Work to do -
Set out the lines of the entries below as a numbered list, starting at the line that contains "boot, pixel coordinates, sample" and ending at the final line of the entries. Leave out any blank lines.

Data -

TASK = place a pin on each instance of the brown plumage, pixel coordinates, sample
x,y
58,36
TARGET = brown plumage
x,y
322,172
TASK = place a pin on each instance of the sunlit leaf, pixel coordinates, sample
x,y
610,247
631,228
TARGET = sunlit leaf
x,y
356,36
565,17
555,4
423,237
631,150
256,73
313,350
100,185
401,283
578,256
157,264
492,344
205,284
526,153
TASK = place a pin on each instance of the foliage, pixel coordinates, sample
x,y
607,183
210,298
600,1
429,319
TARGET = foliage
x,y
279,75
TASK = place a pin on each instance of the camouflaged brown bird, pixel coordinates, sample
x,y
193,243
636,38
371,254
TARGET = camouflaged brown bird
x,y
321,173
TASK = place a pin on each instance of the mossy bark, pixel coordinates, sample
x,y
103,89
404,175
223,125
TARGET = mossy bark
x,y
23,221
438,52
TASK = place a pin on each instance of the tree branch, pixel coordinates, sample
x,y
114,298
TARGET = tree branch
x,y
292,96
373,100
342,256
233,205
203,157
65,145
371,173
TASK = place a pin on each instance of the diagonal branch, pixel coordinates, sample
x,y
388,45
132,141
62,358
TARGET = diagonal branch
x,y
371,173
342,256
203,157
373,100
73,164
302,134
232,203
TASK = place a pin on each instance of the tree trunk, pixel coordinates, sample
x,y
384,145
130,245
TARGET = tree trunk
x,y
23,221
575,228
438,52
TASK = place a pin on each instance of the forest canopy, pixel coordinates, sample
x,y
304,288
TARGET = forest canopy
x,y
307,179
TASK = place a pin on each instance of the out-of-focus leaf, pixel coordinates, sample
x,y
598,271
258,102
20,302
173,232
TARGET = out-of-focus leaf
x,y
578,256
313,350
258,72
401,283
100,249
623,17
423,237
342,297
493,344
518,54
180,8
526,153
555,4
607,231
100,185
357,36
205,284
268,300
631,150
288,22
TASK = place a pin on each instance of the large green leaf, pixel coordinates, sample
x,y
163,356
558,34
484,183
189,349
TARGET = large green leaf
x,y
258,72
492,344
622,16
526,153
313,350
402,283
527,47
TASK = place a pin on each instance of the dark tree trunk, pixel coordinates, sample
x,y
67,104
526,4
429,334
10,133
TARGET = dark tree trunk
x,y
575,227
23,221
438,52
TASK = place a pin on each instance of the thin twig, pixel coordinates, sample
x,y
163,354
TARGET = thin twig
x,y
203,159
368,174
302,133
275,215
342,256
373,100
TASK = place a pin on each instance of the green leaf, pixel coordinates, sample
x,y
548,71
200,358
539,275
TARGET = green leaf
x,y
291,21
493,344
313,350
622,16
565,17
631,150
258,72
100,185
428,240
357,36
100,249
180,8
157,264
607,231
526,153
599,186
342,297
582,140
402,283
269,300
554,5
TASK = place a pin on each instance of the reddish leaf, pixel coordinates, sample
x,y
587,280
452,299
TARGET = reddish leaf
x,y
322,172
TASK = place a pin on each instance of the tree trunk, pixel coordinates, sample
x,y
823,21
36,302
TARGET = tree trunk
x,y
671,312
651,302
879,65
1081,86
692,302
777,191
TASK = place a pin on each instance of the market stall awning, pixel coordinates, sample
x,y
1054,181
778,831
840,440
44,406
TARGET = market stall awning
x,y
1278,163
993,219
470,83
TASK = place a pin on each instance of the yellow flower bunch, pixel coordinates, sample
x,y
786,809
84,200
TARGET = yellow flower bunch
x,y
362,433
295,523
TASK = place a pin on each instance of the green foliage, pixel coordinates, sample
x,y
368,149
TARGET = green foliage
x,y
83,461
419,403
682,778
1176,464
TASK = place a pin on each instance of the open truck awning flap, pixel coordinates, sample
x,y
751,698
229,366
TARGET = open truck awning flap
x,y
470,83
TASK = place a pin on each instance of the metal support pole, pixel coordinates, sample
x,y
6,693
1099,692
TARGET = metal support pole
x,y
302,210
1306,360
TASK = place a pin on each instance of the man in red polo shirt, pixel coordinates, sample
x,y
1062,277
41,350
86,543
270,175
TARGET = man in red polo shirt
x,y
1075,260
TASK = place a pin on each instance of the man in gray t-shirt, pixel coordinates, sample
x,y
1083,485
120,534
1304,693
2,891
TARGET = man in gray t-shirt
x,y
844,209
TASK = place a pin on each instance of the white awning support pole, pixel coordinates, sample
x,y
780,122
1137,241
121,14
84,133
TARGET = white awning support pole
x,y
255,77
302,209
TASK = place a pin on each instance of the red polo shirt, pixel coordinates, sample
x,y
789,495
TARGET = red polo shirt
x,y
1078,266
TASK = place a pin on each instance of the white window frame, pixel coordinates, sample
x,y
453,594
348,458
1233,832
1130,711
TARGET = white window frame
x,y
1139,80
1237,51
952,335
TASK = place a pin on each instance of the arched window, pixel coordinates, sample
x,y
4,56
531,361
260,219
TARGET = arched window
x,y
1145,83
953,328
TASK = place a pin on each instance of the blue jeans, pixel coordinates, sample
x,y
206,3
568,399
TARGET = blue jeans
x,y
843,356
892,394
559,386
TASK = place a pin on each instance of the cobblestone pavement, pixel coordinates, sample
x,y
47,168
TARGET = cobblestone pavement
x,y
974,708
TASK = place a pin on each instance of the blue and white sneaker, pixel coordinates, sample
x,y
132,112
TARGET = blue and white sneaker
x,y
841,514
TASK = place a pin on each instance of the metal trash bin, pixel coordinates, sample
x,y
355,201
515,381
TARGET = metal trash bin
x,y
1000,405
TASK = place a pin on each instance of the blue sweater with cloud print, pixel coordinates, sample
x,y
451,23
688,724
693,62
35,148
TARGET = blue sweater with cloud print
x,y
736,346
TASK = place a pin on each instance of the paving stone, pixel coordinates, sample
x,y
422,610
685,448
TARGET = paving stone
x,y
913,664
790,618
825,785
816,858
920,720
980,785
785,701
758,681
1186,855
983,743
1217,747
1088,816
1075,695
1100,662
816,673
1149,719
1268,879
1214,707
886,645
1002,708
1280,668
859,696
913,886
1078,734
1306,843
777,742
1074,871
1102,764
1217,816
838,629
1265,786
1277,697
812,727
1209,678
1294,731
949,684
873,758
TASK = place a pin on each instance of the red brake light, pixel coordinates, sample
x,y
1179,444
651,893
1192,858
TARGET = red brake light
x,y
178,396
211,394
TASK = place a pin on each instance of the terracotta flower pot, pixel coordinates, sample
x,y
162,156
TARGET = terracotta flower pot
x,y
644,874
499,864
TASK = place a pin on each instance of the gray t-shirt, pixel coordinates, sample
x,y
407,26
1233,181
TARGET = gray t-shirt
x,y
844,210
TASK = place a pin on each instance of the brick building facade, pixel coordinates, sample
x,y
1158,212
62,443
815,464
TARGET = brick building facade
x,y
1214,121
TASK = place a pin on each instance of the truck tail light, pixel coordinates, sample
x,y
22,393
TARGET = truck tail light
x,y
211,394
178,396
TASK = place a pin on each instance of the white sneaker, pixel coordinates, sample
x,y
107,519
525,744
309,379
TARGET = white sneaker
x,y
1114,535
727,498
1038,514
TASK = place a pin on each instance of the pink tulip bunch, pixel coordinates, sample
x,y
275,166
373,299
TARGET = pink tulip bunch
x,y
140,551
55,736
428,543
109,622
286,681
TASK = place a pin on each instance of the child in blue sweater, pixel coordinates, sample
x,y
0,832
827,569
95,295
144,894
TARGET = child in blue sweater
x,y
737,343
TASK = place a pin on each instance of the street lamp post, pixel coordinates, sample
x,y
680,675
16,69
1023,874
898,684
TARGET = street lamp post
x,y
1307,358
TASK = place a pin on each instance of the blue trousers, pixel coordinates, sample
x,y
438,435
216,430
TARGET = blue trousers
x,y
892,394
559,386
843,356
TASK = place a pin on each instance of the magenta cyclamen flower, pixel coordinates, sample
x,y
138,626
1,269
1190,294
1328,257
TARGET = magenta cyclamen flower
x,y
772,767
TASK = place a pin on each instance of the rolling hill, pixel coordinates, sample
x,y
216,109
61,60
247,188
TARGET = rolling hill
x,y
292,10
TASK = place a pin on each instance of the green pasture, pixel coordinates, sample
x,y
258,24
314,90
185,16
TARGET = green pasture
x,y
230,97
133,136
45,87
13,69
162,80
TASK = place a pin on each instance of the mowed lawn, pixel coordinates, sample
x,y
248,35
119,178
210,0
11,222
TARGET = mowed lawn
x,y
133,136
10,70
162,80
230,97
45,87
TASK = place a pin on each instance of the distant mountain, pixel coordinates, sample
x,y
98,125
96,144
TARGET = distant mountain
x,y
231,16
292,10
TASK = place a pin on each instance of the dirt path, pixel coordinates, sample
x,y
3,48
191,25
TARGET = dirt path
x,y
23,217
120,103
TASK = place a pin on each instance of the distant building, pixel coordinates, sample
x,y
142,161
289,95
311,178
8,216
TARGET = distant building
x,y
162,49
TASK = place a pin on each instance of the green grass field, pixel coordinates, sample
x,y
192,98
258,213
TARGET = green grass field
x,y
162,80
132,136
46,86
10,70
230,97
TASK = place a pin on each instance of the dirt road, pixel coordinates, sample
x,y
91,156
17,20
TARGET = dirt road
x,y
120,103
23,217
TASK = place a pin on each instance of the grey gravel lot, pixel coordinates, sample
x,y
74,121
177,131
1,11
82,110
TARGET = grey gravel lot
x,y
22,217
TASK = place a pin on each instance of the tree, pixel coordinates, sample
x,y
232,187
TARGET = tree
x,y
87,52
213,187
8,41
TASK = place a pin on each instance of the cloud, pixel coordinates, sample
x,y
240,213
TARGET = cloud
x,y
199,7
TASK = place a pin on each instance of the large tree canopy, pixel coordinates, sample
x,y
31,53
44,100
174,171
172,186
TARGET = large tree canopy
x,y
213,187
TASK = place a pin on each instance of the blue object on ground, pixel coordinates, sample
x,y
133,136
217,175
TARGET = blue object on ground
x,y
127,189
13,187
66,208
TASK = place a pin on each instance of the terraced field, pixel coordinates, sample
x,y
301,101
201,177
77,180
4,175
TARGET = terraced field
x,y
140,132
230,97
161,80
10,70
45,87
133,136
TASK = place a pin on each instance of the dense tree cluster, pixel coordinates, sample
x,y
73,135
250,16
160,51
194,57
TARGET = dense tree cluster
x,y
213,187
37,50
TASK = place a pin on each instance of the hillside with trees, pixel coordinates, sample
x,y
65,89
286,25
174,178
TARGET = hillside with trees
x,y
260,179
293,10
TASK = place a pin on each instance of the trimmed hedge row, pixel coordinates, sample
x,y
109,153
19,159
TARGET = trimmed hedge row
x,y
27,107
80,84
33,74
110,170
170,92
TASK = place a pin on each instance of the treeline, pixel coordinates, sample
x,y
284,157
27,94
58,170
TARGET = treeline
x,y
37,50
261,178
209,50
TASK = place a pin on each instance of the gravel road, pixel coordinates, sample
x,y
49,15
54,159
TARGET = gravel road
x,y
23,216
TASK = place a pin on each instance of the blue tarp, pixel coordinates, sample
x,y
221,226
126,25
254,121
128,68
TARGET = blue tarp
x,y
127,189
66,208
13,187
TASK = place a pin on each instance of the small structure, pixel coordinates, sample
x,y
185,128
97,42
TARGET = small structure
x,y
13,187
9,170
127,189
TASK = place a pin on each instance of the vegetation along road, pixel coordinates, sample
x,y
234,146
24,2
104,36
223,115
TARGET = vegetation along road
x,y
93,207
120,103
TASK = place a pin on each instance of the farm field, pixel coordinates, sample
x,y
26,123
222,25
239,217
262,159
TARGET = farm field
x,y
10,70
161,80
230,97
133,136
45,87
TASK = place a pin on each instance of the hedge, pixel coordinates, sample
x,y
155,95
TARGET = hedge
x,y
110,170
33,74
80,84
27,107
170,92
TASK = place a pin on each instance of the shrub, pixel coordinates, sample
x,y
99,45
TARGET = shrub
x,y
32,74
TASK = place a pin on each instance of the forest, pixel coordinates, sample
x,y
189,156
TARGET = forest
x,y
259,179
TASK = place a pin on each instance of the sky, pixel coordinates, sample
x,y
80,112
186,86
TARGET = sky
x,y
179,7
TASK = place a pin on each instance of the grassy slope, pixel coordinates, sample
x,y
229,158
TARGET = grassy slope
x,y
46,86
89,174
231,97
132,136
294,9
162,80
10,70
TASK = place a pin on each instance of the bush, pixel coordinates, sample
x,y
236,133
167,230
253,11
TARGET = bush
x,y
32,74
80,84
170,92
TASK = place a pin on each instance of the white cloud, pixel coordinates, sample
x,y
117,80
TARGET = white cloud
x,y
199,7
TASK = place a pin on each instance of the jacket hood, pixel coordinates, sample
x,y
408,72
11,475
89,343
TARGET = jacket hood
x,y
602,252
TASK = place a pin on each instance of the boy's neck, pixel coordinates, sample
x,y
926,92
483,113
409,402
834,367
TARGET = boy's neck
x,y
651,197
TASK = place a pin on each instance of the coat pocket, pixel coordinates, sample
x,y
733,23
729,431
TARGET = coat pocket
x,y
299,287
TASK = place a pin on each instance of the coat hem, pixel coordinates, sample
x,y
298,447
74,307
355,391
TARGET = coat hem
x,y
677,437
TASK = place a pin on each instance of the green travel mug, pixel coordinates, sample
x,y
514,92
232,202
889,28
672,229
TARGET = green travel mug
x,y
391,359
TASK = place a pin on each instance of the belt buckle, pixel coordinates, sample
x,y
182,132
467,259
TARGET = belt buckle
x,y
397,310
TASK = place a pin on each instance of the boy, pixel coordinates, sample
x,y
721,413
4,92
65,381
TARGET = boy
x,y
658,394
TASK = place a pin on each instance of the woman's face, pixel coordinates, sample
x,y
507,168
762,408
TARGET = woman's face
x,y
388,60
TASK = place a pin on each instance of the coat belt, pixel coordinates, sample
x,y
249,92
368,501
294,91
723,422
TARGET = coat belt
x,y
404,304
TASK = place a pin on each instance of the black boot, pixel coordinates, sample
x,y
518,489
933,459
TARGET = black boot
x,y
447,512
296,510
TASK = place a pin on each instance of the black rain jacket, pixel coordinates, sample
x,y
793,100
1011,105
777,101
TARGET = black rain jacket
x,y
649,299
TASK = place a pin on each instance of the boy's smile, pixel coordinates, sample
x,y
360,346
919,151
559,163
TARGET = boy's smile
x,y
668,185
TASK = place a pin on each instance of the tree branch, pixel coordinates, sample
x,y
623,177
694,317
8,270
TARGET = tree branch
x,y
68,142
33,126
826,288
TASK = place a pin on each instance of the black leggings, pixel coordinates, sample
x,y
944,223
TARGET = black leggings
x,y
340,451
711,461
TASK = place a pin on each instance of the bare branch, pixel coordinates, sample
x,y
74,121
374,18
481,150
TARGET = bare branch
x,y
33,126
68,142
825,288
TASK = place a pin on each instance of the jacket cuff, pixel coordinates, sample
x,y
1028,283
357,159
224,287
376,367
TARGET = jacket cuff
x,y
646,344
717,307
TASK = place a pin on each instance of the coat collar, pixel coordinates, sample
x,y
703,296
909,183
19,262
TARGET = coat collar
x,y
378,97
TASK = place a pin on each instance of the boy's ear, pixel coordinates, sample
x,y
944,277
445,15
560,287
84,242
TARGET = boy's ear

Solution to this problem -
1. TASK = place a pin on each instance of the black boot, pixel coordinates, sample
2. x,y
3. 518,489
4. 933,459
5. TARGET = black boot
6. x,y
7. 447,512
8. 296,510
9. TASK = place a pin on each instance of the black rain jacket, pixel coordinates, sample
10. x,y
11. 793,100
12. 1011,105
13. 777,101
14. TARGET = black rain jacket
15. x,y
16. 649,299
17. TASK = place a pin on each instance of the boy's smile, pixel coordinates, sample
18. x,y
19. 360,346
20. 919,151
21. 559,163
22. TARGET = boy's smile
23. x,y
24. 668,185
25. TASK = place a pin on each instance of the tree branch, pixel coordinates, sample
26. x,y
27. 623,177
28. 694,317
29. 8,270
30. TARGET = tree branch
31. x,y
32. 68,142
33. 33,126
34. 826,288
35. TASK = place a pin on each instance of the black leggings, pixel coordinates, sample
36. x,y
37. 944,223
38. TARGET = black leggings
39. x,y
40. 340,451
41. 711,461
42. TASK = place a pin on each instance of the bare branch, pixel coordinates, sample
43. x,y
44. 74,121
45. 374,18
46. 481,150
47. TARGET = bare branch
48. x,y
49. 33,126
50. 68,142
51. 825,288
52. TASK = place a pin on each instance of the jacket cuff, pixel coordinates, sample
53. x,y
54. 1028,283
55. 357,159
56. 224,287
57. 376,367
58. TARGET = jacket cuff
59. x,y
60. 646,344
61. 717,307
62. TASK = place a pin on each instance of the coat collar, pixel coordinates, sample
63. x,y
64. 703,296
65. 909,183
66. 19,262
67. TARGET = coat collar
68. x,y
69. 378,97
70. TASK = place a pin on each instance of the boy's ear, pixel coordinates, sample
71. x,y
72. 944,277
73. 445,15
74. 560,287
75. 84,242
76. TARGET = boy's ear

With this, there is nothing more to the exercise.